# Written problem 1:
Lay out these lines of the rows below as a JSON list of strings, one string per line, leaving out blank lines. Begin at the line that contains "Indicate every instance of the side window" and stop after the last line of the rows.

Finally, given our decision that the contingency agreement with Gamst violated the requirements of due process in Waterman’s trial, we cannot accept the government’s assertion that Waterman was not prejudiced by the violation. Although we noted on direct appeal that evidence independent of Gamst’s testimony supported Waterman’s convictions on the four counts which we affirmed, United States v. Waterman, supra, 704 F.2d at 1017, the independent evidence was not so overwhelming that the erroneous admission of Gamst’s testimony could for this reason be labeled harmless.

The government alternatively argues that a lack of prejudice in this case may be established by the similarity between Gamst’s testimony regarding Waterman in proceedings prior to the December, 1980, contingency agreement and his testimony at the Waterman trial after that agreement. We have serious reservations about this approach to measuring the prejudicial effect of the illegal agreement because it assumes that Gamst’s prior testimony is an accurate benchmark for the truth. To the contrary, the contingency agreement might have simply been an added incentive for Gamst to again risk perjury conviction and continue in earlier stated lies.

Nonetheless, we have carefully reviewed Gamst’s testimony at the trial of other participants in the fraudulent scheme during June and July of 1980, United States v. Stonys, CR 80-0-32 (D.Neb.1980), aff'd sub nom. United States v. Lemm, supra, and compared that to the Gamst testimony at Waterman’s trial. Gamst referred to Waterman in the earlier trial and stated that Waterman, as a real estate agent, obtained houses for Gamst and others with the knowledge that the houses would be burned for insurance profit. After the contingency agreement had been entered into, however, at the Waterman trial Gamst detailed times, places, conversations, and arrangements that gave factual context to Waterman’s participation in the scheme. Significantly, at the Waterman trial Gamst recounted instances in which Waterman provided the front money to purchase several houses for arson and split the profits of the insurance proceeds with Gamst. None of the statements made by Gamst during prior proceedings intimated such a degree of involvement by Waterman. Thus, we cannot decide that Gamst’s detailed testimony at Waterman’s trial, which bolstered his conclusive inculpatory statements about Waterman before, was not influenced by the contingency agreement entered into by Gamst in the interim.

The government’s last attempt to show lack of prejudice to Waterman is its claim that Gamst did not even know of the contingent nature of his agreement with the government. The district court made no finding of fact in this regard, but its memorandum opinion and order must be read to assume that Gamst had full knowledge of the contingency agreement. Indeed, Gamst testified at the Waterman trial that he knew the government had offered to make a recommendation for a two-year reduction in his sentence, which was consistent with the contingency agreement. Thus, we think as a matter of law that this record can only be read to establish that Gamst knew of the contingency agreement both before and during Waterman’s trial.

# Supplied material:

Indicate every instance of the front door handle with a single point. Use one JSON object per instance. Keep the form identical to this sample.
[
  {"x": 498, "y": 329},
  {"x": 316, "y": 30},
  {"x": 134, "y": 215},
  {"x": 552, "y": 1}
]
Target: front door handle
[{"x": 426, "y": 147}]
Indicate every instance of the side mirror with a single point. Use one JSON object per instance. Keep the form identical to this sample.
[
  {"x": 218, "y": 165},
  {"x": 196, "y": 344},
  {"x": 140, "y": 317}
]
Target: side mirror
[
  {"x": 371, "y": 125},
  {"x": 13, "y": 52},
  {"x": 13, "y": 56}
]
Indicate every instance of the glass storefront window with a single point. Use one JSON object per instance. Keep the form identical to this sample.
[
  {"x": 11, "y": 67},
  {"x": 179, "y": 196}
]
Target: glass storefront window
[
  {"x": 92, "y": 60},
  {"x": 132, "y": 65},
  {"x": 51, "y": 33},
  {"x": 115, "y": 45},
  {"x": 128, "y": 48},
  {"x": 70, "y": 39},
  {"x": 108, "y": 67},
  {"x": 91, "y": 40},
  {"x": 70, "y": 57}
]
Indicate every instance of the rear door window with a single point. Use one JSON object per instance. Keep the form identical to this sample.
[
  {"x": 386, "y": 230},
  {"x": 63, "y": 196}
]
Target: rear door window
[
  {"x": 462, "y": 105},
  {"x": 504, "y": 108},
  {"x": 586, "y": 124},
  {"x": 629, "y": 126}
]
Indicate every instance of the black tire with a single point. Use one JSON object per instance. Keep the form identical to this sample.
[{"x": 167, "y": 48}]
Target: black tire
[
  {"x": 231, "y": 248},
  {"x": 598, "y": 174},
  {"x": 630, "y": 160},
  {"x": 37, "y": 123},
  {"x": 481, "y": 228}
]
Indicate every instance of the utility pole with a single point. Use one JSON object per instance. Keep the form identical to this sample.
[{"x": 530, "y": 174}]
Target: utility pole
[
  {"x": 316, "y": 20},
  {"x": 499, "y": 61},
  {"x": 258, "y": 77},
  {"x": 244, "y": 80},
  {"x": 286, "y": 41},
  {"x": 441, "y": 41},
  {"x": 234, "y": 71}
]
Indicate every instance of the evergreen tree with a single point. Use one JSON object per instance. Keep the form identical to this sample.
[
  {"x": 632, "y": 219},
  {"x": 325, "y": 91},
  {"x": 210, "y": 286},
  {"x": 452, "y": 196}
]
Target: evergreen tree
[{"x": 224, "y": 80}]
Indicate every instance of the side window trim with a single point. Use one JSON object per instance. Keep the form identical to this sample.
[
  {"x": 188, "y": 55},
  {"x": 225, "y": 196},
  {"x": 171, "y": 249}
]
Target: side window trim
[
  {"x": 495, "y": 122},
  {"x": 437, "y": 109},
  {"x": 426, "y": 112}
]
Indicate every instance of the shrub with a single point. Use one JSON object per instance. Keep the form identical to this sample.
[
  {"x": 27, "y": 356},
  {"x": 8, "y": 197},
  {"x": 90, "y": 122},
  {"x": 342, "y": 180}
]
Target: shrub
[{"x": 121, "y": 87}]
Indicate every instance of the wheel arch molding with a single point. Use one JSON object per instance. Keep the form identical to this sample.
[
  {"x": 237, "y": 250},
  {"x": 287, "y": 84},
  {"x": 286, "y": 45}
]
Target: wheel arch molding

# Written problem 2:
In the opinion excerpt above, why does the court have serious reservations about measuring prejudice by comparing Gamst's earlier testimony with his testimony at Waterman's trial?

# Written solution 1:
[
  "Indicate every instance of the side window trim with a single point. Use one JSON object per instance. Keep the form identical to this sample.",
  "[",
  "  {\"x\": 188, \"y\": 55},",
  "  {\"x\": 225, \"y\": 196},",
  "  {\"x\": 171, \"y\": 249}",
  "]",
  "Target: side window trim",
  "[",
  "  {\"x\": 495, \"y\": 122},",
  "  {\"x\": 437, \"y\": 109},",
  "  {\"x\": 426, \"y\": 112}",
  "]",
  "Indicate every instance of the shrub with a single point. Use one JSON object per instance. Keep the form identical to this sample.",
  "[",
  "  {\"x\": 27, \"y\": 356},",
  "  {\"x\": 8, \"y\": 197},",
  "  {\"x\": 90, \"y\": 122},",
  "  {\"x\": 342, \"y\": 180}",
  "]",
  "Target: shrub",
  "[{\"x\": 121, \"y\": 87}]",
  "Indicate every instance of the wheel arch molding with a single point. Use one JSON object per instance. Keep the form identical to this sample.",
  "[",
  "  {\"x\": 237, \"y\": 250},",
  "  {\"x\": 287, \"y\": 84},",
  "  {\"x\": 286, \"y\": 45}",
  "]",
  "Target: wheel arch molding"
]

# Written solution 2:
The approach assumes that Gamst's prior testimony is an accurate benchmark for the truth. The court notes that the contingency agreement might instead have been an added incentive for Gamst to risk a perjury conviction again and continue lies he had stated earlier.